— start of Exercise material —
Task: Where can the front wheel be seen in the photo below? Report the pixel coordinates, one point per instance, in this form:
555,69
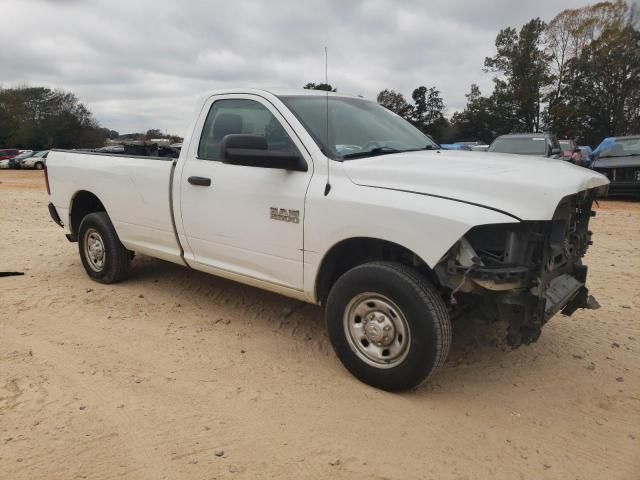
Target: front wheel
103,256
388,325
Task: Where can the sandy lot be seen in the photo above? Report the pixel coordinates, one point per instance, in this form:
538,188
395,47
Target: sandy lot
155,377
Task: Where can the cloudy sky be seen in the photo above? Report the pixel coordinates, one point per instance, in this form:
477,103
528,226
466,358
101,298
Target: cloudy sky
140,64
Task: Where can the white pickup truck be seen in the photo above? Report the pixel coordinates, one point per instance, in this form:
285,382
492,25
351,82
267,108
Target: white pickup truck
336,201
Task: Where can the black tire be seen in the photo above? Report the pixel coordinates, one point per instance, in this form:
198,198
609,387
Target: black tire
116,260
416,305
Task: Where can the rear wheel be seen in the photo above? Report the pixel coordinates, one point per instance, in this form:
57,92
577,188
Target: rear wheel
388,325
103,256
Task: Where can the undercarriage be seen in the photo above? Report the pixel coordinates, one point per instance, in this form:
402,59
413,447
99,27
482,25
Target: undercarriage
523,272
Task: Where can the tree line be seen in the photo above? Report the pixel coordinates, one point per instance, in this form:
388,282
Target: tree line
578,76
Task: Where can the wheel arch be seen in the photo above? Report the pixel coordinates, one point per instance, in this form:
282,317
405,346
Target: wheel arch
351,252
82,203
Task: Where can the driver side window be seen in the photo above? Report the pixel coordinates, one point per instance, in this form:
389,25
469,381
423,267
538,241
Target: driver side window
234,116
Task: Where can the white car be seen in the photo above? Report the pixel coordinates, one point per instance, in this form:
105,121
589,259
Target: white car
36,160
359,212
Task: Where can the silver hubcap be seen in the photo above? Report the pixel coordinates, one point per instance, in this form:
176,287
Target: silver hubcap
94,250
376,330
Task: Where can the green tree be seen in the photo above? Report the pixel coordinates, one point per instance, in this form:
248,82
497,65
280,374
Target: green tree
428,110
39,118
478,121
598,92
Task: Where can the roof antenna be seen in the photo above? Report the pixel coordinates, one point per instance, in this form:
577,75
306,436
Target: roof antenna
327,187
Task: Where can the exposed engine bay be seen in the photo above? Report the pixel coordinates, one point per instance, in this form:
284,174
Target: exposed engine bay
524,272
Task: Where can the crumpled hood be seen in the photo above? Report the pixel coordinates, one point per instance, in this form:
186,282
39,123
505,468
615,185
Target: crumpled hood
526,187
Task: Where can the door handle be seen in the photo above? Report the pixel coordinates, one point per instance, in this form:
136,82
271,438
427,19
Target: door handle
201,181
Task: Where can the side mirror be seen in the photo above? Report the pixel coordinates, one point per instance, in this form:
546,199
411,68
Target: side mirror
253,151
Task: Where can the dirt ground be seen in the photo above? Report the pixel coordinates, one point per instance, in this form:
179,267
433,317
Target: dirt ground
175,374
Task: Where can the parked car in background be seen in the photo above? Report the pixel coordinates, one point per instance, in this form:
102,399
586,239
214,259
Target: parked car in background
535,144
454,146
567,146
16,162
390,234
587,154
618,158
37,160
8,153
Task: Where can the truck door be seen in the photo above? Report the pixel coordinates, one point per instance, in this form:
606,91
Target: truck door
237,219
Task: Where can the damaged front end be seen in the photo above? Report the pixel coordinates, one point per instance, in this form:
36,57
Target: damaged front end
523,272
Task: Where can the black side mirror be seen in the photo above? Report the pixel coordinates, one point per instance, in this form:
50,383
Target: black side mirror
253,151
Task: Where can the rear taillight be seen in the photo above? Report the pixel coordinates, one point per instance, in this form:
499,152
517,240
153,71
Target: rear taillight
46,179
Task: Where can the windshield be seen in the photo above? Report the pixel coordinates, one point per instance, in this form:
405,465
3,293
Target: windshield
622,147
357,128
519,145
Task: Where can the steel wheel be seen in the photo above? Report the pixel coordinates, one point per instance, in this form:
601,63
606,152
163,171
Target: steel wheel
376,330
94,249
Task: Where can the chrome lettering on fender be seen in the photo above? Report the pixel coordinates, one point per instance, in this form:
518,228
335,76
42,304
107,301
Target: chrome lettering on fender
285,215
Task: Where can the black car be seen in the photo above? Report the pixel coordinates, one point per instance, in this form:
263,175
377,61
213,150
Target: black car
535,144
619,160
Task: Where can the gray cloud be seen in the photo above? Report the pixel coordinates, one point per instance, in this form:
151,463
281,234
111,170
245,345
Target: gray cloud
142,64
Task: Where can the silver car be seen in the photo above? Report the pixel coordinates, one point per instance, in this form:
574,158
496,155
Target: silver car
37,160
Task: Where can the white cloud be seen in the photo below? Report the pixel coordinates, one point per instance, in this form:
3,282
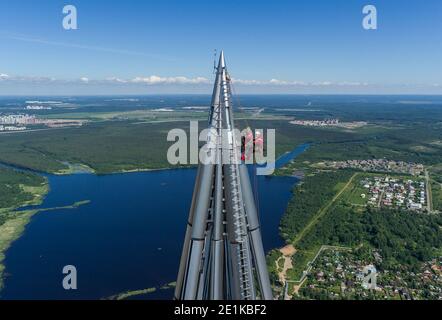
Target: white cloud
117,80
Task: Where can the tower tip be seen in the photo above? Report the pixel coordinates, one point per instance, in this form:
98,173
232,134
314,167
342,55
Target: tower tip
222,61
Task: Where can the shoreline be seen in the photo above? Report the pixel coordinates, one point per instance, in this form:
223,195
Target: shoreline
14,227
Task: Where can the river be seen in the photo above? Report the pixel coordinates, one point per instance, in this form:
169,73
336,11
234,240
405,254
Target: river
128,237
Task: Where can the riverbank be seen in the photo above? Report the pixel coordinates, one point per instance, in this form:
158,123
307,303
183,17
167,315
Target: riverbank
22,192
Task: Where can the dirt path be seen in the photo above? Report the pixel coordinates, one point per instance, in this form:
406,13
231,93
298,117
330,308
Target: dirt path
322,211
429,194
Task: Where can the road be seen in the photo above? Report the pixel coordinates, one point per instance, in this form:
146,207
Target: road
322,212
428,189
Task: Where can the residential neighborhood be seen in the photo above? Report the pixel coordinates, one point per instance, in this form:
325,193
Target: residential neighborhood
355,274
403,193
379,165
— end of Exercise material —
— start of Exercise material —
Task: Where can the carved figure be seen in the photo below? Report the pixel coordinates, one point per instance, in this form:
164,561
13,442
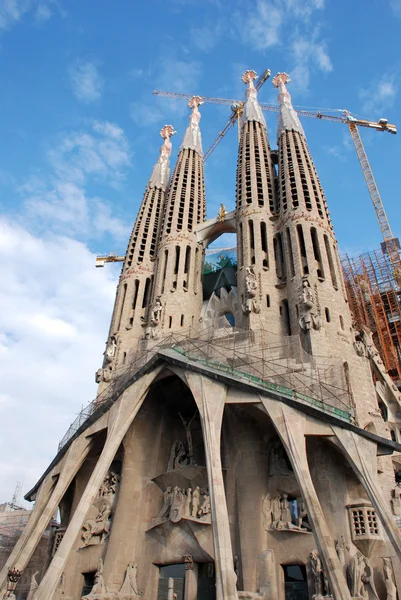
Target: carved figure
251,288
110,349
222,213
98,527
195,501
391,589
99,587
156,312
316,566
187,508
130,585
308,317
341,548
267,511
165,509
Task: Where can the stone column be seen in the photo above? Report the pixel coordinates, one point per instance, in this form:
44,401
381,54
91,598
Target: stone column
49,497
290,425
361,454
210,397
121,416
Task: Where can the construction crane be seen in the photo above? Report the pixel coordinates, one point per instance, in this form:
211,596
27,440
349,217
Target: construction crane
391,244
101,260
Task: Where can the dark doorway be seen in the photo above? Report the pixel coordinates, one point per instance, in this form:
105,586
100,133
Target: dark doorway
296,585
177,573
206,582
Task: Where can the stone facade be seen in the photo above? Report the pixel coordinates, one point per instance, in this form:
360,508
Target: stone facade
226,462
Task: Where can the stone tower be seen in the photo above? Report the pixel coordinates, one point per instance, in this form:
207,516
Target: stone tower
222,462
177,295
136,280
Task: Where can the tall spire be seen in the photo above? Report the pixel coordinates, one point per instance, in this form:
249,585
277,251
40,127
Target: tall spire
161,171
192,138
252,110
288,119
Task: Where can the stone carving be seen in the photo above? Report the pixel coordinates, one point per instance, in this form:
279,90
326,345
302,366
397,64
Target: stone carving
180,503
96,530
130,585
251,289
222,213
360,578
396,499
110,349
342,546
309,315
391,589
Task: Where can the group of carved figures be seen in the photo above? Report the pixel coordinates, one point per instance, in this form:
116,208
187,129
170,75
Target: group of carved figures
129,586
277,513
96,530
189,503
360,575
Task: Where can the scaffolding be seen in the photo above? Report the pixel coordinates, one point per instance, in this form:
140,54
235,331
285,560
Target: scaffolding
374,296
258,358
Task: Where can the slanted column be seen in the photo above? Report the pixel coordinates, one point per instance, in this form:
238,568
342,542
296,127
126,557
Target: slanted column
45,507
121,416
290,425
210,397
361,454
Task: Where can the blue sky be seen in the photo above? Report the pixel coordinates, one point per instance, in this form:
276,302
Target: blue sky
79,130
— end of Exercise material —
_Short exercise_: Which of the lines above contain the string "facade"? Extract each of them, treating uppercase and lowercase as different.

_Problem solution_:
Task: Where can the stone facade be seen in the photo above? Report the pixel coordinates, one point per instance, in this form:
Target: stone facade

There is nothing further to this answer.